------ Teks yang Diberikan
Perempuan
dan Keluarga Berkualitas
Siti Muyassarotul Hafidzoh, IBU RUMAH TANGGA,
PENELITI PROGRAM PASCA SARJANA
UNIVERSITAS NEGERI YOGYAKARTA
SUMBER : SUARA KARYA, 8
Maret 2012
Laki-laki
merupakan kepala keluarga, tetapi perempuanlah yang justru "hidup" dan menghidupkan
keluarga. Hadirnya kasih sayang dan keharmonisan dalam keluarga seringkali
lahir dari rahim seorang perempuan. Suatu keluarga tanpa kehadiran ayah tetap
bisa berdiri tegak, tetapi tak bisa dibayangkan suatu keluarga tanpa kehadiran
seorang ibu. Dalam diri seorang ibu, tertancap jiwa kemanusiaan, kenabian dan
ketuhanan secara berimbang, sehingga kunci kesuksesan keluarga banyak
ditentukan oleh peran krusial seorang ibu.
Keluarga merupakan institusi terkecil dalam lingkungan
bermasyarakat, berbangsa dan bernegara. Keluarga menjadi tempat berseminya
cinta, kasih sayang, keteladanan dan kearifan. Keluarga menjadi "sekolah
pertama" seorang anak untuk mencerap ilmu kehidupan. Kalau keluarga bisa
menjadi surga yang penuh ilmu dan keteladanan, maka anak-anak akan mendapatkan
warisan agung yang menjadi bekal kehidupan di masa depan. Keluarga yang terjaga
akan menegakkan Indonesia yang bermartabat. Keluarga menjadi tempat pertama
lahirnya peradaban Indonesia yang maju dan berkeadaban.
Momentum peringatan hari perempuan sedunia, 8 Maret 2012 harus
menjadi refleksi dalam meningkatkan kualitas keluarga. Sesuai yang tercantum
dalam diktat Badan Koordinasi Keluarga Berencana Nasional (BKKBN) tahun 1992,
keluarga berkualitas ialah keluarga yang sejahtera, sehat, maju, mandiri,
memiliki jumlah anak ideal, berwawasan ke depan, bertanggung jawab, harmonis,
dan bertakwa kepada Tuhan Yang Maha Esa.
Sejahtera, berarti sebuah keluarga dapat memenuhi kebutuhan
pokoknya. Sehat, mencakup sehat jasmani, rohani, dan sosial. Maju, bermakna
memiliki keinginan untuk mengembangkan pengetahuan dan kemampuan diri dan
keluarganya guna meningkatkan kualitasnya. Berjiwa mandiri, diartikan memiliki
wawasan, kemampuan, sikap dan perilaku tidak tergantung pada orang lain.
------------
------ Data yang Diberikan
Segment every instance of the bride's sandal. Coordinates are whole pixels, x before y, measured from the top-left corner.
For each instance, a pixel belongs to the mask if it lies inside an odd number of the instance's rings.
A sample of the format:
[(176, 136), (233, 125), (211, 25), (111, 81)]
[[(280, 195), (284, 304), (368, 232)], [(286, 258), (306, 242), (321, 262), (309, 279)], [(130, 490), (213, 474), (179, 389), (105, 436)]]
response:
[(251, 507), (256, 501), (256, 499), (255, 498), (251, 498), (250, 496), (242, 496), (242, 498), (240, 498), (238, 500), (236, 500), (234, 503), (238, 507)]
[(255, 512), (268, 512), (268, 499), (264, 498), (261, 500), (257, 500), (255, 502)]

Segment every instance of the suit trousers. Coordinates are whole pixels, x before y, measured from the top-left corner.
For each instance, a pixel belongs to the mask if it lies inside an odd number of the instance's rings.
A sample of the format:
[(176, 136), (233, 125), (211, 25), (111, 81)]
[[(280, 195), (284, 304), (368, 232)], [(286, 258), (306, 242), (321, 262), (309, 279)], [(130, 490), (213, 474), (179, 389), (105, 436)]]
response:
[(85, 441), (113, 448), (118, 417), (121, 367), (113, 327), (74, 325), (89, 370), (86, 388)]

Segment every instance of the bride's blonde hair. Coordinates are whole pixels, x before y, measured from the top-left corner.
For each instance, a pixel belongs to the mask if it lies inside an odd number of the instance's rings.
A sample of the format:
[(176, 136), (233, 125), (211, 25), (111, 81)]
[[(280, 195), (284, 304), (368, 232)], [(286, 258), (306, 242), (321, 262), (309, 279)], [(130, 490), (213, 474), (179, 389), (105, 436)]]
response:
------------
------ Data yang Diberikan
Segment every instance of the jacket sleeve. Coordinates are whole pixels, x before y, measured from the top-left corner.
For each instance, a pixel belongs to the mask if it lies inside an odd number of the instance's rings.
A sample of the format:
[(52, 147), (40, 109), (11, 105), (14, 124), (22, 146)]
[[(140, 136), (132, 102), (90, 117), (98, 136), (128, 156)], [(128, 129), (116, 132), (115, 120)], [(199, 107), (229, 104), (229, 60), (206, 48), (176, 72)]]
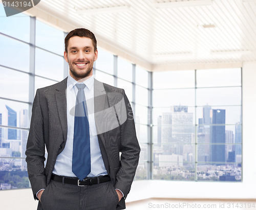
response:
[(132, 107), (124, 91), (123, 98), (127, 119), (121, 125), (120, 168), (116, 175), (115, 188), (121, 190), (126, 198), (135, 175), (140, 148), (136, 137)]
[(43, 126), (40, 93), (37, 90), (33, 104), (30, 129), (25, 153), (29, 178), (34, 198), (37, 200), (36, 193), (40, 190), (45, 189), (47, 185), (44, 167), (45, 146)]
------------
------ Data yang Diberikan
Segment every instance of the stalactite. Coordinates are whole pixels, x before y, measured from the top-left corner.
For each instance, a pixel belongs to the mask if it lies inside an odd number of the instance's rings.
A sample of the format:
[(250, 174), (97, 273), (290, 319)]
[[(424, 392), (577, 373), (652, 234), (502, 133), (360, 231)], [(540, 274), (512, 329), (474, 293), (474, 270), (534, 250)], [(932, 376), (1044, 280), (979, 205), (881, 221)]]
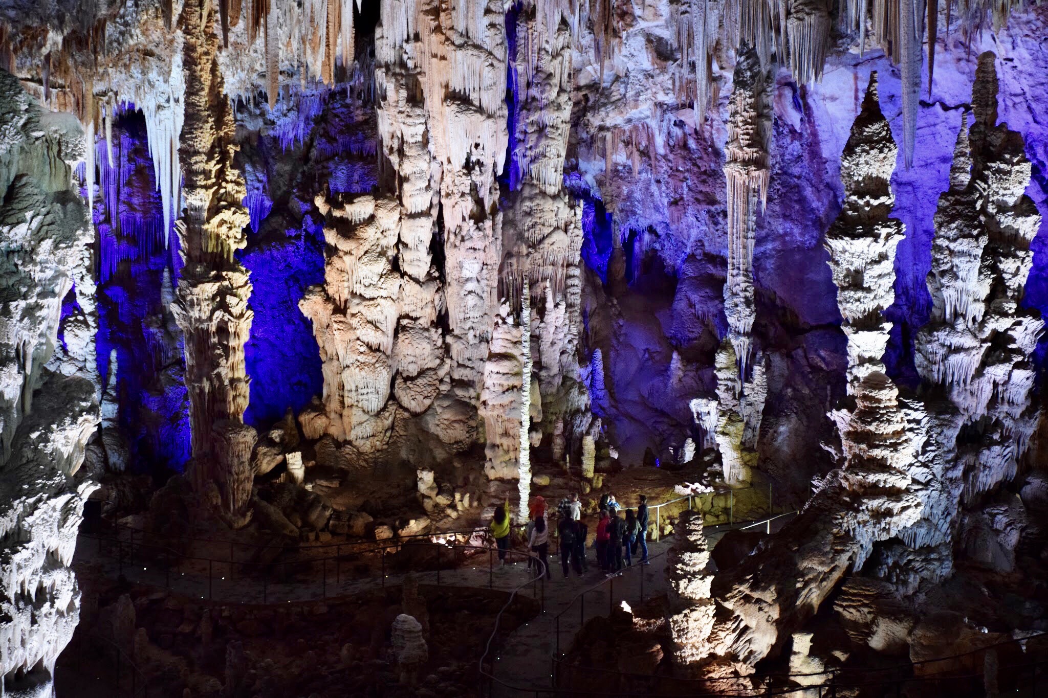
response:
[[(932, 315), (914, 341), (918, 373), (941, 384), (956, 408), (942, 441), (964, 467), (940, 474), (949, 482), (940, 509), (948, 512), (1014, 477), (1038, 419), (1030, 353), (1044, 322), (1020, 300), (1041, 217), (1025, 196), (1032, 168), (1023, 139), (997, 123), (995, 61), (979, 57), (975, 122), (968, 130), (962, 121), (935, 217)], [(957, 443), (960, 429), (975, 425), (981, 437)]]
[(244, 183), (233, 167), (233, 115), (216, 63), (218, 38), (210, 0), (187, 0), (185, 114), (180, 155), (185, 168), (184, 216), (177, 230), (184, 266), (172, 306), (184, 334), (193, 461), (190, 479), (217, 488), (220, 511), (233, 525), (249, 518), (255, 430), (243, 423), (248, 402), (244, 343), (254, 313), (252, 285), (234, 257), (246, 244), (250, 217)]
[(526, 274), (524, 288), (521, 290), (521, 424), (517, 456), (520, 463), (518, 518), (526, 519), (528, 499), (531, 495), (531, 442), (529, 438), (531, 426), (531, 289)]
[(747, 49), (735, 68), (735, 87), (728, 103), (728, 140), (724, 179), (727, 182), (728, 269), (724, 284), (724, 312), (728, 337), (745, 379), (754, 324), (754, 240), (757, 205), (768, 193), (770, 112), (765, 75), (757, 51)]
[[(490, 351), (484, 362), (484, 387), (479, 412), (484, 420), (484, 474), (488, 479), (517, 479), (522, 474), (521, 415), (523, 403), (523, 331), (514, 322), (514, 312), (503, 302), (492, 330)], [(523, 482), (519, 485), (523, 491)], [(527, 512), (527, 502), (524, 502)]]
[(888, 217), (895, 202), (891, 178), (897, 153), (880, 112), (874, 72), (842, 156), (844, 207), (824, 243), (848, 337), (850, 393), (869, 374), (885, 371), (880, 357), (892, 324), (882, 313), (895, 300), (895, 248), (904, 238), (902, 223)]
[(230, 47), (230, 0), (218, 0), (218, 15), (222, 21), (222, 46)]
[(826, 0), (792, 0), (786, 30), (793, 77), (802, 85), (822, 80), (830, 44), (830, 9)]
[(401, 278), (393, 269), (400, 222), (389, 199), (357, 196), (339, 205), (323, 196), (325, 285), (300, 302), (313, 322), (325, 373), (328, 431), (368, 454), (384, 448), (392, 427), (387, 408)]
------------
Daftar Tugas —
[1] Sebutkan semua hal yang menurut artikel tentang perempuan dan keluarga berkualitas bersemi di dalam keluarga.
[2] Tolong tuliskan kembali bagian baris data yang dimulai dari baris berisi "Segment every instance of the bride's sandal." dan berakhir pada baris berisi "370), (86, 388)]", termasuk kedua baris tersebut.

Hasil Tiap Tugas —
[1] cinta, kasih sayang, keteladanan, kearifan

[2]
Segment every instance of the bride's sandal. Coordinates are whole pixels, x before y, measured from the top-left corner.
For each instance, a pixel belongs to the mask if it lies inside an odd number of the instance's rings.
A sample of the format:
[(176, 136), (233, 125), (211, 25), (111, 81)]
[[(280, 195), (284, 304), (368, 232)], [(286, 258), (306, 242), (321, 262), (309, 279)], [(130, 490), (213, 474), (179, 389), (105, 436)]]
response:
[(251, 507), (256, 501), (256, 499), (255, 498), (251, 498), (250, 496), (242, 496), (242, 498), (240, 498), (238, 500), (236, 500), (234, 503), (238, 507)]
[(255, 512), (268, 512), (268, 499), (264, 498), (261, 500), (257, 500), (255, 502)]

Segment every instance of the suit trousers. Coordinates are whole pixels, x before y, measured from the top-left corner.
For each instance, a pixel belongs to the mask if it lies inside an odd number of the instance's rings.
A sample of the format:
[(176, 136), (233, 125), (211, 25), (111, 81)]
[[(280, 195), (284, 304), (368, 232)], [(286, 258), (306, 242), (321, 262), (309, 279)], [(130, 490), (213, 474), (179, 389), (105, 436)]]
response:
[(85, 441), (113, 448), (118, 417), (121, 367), (113, 327), (74, 325), (89, 370), (86, 388)]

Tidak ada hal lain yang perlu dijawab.